EXTRAIT ÉTUDIÉ>
• • • • •

Cette remise en question de la validité et de l’utilité de son choix de faire des études universitaires, qui étaient sensées la mettre à l’abri de la précarité sur le marché du travail, est non seulement l’expression d’une déception profonde, mais aussi d’un début de lassitude et de recherche de nouvelles possibilités professionnelles, sans lien avec l’enseignement.
Au bout de plusieurs candidatures à des postes dans ce domaine, dont aucune ne fut couronnée de succès, et découragée par l’attitude réticente de la part des commissions scolaires et des autres enseignants à la fois, Catherine renonce à l’enseignement et s’oriente vers d’autres possibilités d’emploi. Sa décision s’explique également par des contraintes économiques et par son désir d’atteindre une certaine autonomie financière.
De ce fait, Catherine se tourne vers des programmes sociaux destinés à encourager l’employabilité des personnes en situations de handicap. Au Canada, ces programmes offrent à l’employeur de nombreux avantages fiscaux, telles une prime à l’emploi ou encore la déduction pour frais de modification de l’organisation et de l’espace de travail afin de réduire les barrières pouvant restreindre l’activité professionnelle de la personne employée et qui présente une incapacité.

• • • • •

MATÉRIEL>
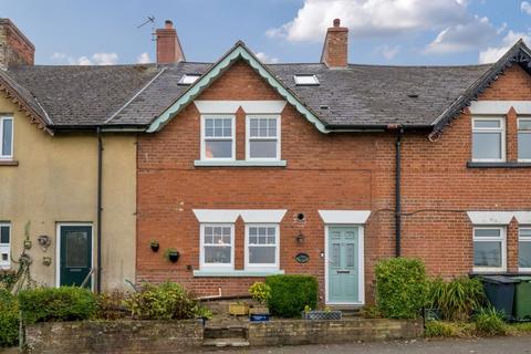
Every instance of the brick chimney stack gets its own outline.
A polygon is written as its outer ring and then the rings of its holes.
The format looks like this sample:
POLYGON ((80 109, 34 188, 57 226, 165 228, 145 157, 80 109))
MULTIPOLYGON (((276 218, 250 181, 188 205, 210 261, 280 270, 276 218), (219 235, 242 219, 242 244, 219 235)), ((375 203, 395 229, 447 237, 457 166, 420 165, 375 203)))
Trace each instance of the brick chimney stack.
POLYGON ((335 19, 324 39, 321 63, 329 67, 346 67, 348 64, 348 29, 340 24, 341 20, 335 19))
POLYGON ((0 19, 0 69, 33 65, 35 46, 9 19, 0 19))
POLYGON ((171 64, 185 61, 174 22, 166 20, 164 29, 157 29, 157 63, 171 64))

• • • • •

CONSIGNES>
a – Recopiez tout le passage de l'extrait, depuis « Cette remise en » jusqu'à « lien avec l’enseignement. » inclus.
b – Quels exemples d'avantages fiscaux offerts à l'employeur au Canada l'extrait cite-t-il ?
La liste ne sert pas pour ce travail.

CORRIGÉ>
a –
Cette remise en question de la validité et de l’utilité de son choix de faire des études universitaires, qui étaient sensées la mettre à l’abri de la précarité sur le marché du travail, est non seulement l’expression d’une déception profonde, mais aussi d’un début de lassitude et de recherche de nouvelles possibilités professionnelles, sans lien avec l’enseignement.

b – Une prime à l'emploi et la déduction pour frais de modification de l'organisation et de l'espace de travail.